Output every line of the data exactly as it appears.

____ DATASET

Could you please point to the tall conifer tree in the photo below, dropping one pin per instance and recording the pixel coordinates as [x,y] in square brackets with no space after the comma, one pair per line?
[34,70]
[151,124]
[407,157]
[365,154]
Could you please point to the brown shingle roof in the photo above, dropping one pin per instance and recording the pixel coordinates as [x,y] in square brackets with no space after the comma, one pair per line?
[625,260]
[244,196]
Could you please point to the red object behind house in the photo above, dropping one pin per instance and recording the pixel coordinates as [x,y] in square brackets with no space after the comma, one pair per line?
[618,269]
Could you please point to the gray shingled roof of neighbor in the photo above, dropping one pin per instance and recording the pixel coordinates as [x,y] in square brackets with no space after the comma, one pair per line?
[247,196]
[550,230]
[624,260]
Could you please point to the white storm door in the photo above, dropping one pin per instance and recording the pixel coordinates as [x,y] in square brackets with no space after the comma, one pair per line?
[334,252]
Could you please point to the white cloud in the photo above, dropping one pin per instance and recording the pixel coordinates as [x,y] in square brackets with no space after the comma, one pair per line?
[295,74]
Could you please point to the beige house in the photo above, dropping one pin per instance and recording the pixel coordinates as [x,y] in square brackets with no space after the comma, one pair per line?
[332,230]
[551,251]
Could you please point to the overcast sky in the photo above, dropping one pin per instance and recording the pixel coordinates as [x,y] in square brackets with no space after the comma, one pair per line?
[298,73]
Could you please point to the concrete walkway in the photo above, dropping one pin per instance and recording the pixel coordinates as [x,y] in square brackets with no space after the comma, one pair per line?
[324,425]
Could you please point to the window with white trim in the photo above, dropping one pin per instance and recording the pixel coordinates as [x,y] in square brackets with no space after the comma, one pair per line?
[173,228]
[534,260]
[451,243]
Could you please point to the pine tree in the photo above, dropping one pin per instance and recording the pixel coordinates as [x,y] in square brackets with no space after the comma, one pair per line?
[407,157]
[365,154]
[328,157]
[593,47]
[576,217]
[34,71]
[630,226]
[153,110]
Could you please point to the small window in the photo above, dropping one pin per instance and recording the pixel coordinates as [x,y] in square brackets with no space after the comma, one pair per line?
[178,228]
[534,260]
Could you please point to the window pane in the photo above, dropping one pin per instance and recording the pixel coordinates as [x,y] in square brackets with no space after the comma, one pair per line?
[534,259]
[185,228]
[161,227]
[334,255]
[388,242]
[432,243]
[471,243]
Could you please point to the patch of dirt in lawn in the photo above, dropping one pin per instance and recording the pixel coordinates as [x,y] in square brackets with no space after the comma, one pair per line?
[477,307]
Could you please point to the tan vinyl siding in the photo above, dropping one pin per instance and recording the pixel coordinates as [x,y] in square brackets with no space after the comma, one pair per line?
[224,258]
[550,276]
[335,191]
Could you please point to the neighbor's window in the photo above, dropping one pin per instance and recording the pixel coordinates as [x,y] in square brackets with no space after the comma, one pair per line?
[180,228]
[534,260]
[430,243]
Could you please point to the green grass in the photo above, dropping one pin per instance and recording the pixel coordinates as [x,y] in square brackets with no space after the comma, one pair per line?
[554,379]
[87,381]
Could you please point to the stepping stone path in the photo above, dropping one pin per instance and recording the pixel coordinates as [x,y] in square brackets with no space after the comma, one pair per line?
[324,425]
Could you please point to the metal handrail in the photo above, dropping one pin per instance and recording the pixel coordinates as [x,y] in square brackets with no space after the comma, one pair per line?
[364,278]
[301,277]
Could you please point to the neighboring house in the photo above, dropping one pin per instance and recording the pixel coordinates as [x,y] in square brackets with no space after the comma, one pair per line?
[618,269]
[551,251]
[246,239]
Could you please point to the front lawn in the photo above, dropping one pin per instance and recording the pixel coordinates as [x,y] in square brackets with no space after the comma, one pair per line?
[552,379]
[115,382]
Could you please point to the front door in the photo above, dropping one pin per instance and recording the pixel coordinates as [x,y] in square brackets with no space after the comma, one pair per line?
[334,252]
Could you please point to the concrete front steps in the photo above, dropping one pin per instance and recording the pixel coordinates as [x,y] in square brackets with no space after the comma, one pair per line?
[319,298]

________

### TASK ANSWER
Could you please point to the tall conifer tree in the photo below, dropping one pin per instance and recording the pixel coordinates as [x,y] in square brackets with no space after the comma, one pair per line?
[34,70]
[151,124]
[407,157]
[365,154]
Could you please point to the brown shingle roof in the photo above, dropping one pin per instance and recording the pixel coordinates as [x,y] in square brackets with no space after the comma, one pair per line?
[625,260]
[244,196]
Could you please point to the red object behind house in the photo above, dropping one pin per instance and recording the pixel coordinates as [x,y] in square brackets with no space after the comma, one pair per line?
[618,269]
Could you please point to the gray shingled roof of neighbor in the photo above, dropping one pin per instance and recording the pixel coordinates as [x,y] in square brackets with no space after the comma, one pair per line?
[247,196]
[550,230]
[624,260]
Could you please point to the white storm door in the photo above, dropping one pin per instance and recording the pixel coordinates as [x,y] in square brackets with no space after the comma, one pair per line?
[334,252]
Could you please point to the white cloud in the photo above, dropping one pin per instance and recording the pixel coordinates as [x,y] in square brackets with no space after the comma, one pair per line?
[295,74]
Could you please point to the beige house in the photo above, dropping one pin per instance and recording the pixel coordinates as [x,y] in square brackets with no space after the comma, one pair per line?
[332,230]
[551,251]
Could you please point to the overcast sky in the photo above, dropping one pin per instance and recording the pixel coordinates as [x,y] in square brackets with no space after the comma, one pair per line?
[298,73]
Could you please point to the concrete walkway in the photo above, dropping one pin per instance and recording the pixel coordinates as [x,y] in square brackets with no space after the comma, one pair per line?
[324,425]
Could you please point to the window with white trim in the photo above, dropping one pin per instance and recording the pixel coordinates as [x,y] in square brackets with no space after the comma, one pair per line?
[173,228]
[534,260]
[451,243]
Could you please point to the pine tree in the photo above, dropping one pin per instance and recording the pixel coordinates as [x,y] in square brackets with no space after the comma, one pair per line?
[407,157]
[365,154]
[328,157]
[593,47]
[576,217]
[34,71]
[630,226]
[153,110]
Could you please point to the small window in the photo above, dropping one pin per instance and recording the pixel coordinates as [x,y] in square brackets with no space after the comma, one pair per line?
[178,228]
[534,260]
Could you please point to the window pane in the photo above, dropping one pin per instance and recording the pixel coordinates as [x,y] in square brackets with no space after the comma, one pair per line?
[534,259]
[185,228]
[161,227]
[334,255]
[388,242]
[432,243]
[471,243]
Could you please point to the patch of dirt in lawn in the photo above, dropping one pin per instance and recording the pixel coordinates as [x,y] in square brackets with no space after the comma, one pair per line?
[477,307]
Could you please point to the tan vinyl siding in the photo above, dropping one pin per instance and recording the pixel coordinates as [x,y] in square brackets with no space after the comma, one pair per line?
[224,258]
[550,276]
[335,191]
Could you please point to the neighbor's window in the photo above, dropping one pin per instance and recording the pixel coordinates as [x,y] in square brackets with no space after the comma, one pair per line?
[180,228]
[534,260]
[430,243]
Could you please point to the green grass in the photo above, dropping one pin per instance and recording the pixel coordinates as [x,y] in square brackets with no space after the comma, one pair per line?
[554,379]
[87,381]
Could you please point to the stepping stone path in the photo above, dropping one pin per instance and recording the pixel coordinates as [x,y] in square brackets with no space after the comma, one pair per line?
[324,425]
Could you please point to the metal handrail in the photo above, dropping one pin per instance and recording the pixel coordinates as [x,y] in square brackets with no space after the comma, one pair per line?
[364,278]
[301,277]
Could you please point to the neighboring house in the photo above, dropping one pin per instance and recording the pixel coordinates as [x,y] in square brackets with no space after the comma, one pair per line?
[618,269]
[551,251]
[246,239]
Could you please point to the front lawn in the photo above, dropping one pin per instance and recording the pixel coordinates as [x,y] in square brackets with no space after the comma, one pair per line?
[552,379]
[115,382]
Could you please point to the front door in the photo above, dropping one pin per instance and recording the pixel coordinates as [x,y] in square brackets with no space after the comma, one pair per line?
[334,252]
Could you please point to the concrete front steps in the photo above, dropping one pin per instance and recording the pixel coordinates as [x,y] in square brackets with no space after the comma, one pair per line?
[319,298]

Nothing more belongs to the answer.